Start

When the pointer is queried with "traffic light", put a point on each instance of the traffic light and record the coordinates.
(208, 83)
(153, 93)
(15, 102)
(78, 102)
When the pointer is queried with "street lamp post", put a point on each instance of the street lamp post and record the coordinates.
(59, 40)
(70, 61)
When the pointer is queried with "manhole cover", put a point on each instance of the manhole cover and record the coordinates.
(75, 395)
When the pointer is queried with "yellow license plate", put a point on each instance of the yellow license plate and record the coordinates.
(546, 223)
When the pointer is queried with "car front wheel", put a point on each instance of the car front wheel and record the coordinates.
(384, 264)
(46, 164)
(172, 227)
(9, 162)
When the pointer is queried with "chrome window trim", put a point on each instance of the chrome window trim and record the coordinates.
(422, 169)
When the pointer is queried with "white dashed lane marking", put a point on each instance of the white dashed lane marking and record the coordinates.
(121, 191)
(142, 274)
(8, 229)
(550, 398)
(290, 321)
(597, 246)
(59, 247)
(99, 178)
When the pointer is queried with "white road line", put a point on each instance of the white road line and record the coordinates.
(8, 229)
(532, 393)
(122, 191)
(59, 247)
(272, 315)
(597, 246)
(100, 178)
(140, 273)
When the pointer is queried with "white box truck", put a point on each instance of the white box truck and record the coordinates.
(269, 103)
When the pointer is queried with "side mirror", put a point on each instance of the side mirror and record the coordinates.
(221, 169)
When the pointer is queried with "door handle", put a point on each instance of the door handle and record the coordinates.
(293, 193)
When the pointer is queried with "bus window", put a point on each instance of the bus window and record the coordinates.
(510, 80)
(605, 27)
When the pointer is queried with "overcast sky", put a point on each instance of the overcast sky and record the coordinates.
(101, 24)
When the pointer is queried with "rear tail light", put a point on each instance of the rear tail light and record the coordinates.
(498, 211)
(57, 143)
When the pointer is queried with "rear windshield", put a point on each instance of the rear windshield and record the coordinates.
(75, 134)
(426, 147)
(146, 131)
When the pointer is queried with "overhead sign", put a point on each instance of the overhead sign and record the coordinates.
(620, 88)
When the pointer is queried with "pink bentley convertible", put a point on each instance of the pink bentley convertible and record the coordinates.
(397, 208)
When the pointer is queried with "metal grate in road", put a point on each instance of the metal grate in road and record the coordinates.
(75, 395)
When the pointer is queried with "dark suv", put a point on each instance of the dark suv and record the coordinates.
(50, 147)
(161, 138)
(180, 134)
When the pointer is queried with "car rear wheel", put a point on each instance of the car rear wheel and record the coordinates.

End

→ Instructions to follow
Lay out every line of the listing above as a numbered list, and leave out any blank lines.

→ Written reply
1. When the pointer is queried with "traffic light", put a point on each instance of the traffic light and record the coordinates.
2. (208, 83)
3. (153, 93)
4. (15, 102)
5. (78, 102)
6. When the pointer is queried with "street lamp post", put a point on each instance of the street lamp post and record the coordinates.
7. (59, 40)
8. (70, 61)
9. When the pointer is queried with "manhole cover", put a point on each instance of the manhole cover and record the coordinates.
10. (75, 395)
11. When the pointer is queried with "yellow license plate", put a point on each instance of the yellow license plate and record the coordinates.
12. (546, 223)
13. When the pointer is queried with "car front wheel", put a point on each instance of the car front wheel and record the coordinates.
14. (384, 264)
15. (46, 164)
16. (172, 227)
17. (9, 162)
18. When the pointer is queried with "chrome window trim", put a point on each instance of the chrome window trim and record the coordinates.
19. (422, 169)
20. When the pointer is queried with "white dashed lane marking", put a point on each instance of the white dashed lane marking and record the coordinates.
21. (121, 191)
22. (142, 274)
23. (8, 229)
24. (550, 398)
25. (290, 321)
26. (597, 246)
27. (59, 247)
28. (99, 178)
29. When the pointer is queried with "white road line", put a point on each instance of the white road line and record the coordinates.
30. (8, 229)
31. (532, 393)
32. (122, 191)
33. (59, 247)
34. (272, 315)
35. (597, 246)
36. (100, 178)
37. (140, 273)
38. When the pointer is queried with "white box truck", put a point on each instance of the white box truck and record the coordinates.
39. (269, 103)
40. When the pointer is queried with "side mirror", put a point on each instance of the side mirror and record the coordinates.
41. (221, 169)
42. When the pointer is queried with "door handle", put a point on each instance of the door handle and record the coordinates.
43. (293, 193)
44. When the pointer is queried with "bus window", put a point on each instance of the bus window and record the coordinates.
45. (510, 80)
46. (605, 27)
47. When the pointer is queried with "overcast sky", put a point on each instance of the overcast sky and record the coordinates.
48. (101, 24)
49. When the pointer is queried with "rear tail light", put a point on each instance of the rear tail light and record the coordinates.
50. (498, 211)
51. (57, 143)
52. When the pointer is queried with "rear windshield", put a point on each instance of the rear windshield and record the coordinates.
53. (75, 134)
54. (426, 147)
55. (146, 131)
56. When the pointer is queried with "overhead sign", put a point on each instance of the overhead sign and record the coordinates.
57. (620, 88)
58. When the pointer is queried with "pink bentley convertible", put a point on each instance of the pink bentley convertible and record the coordinates.
59. (397, 208)
60. When the pointer is queried with "metal grate in road", put a point on each instance of the metal grate in road and record the coordinates.
61. (75, 395)
62. When the pointer is queried with "dark suv", put a point on each instance of the dark suv and record the coordinates.
63. (50, 147)
64. (161, 138)
65. (180, 134)
66. When the pointer is queried with "car rear wheel", put a point on each instance of the car rear wheel and record the coordinates.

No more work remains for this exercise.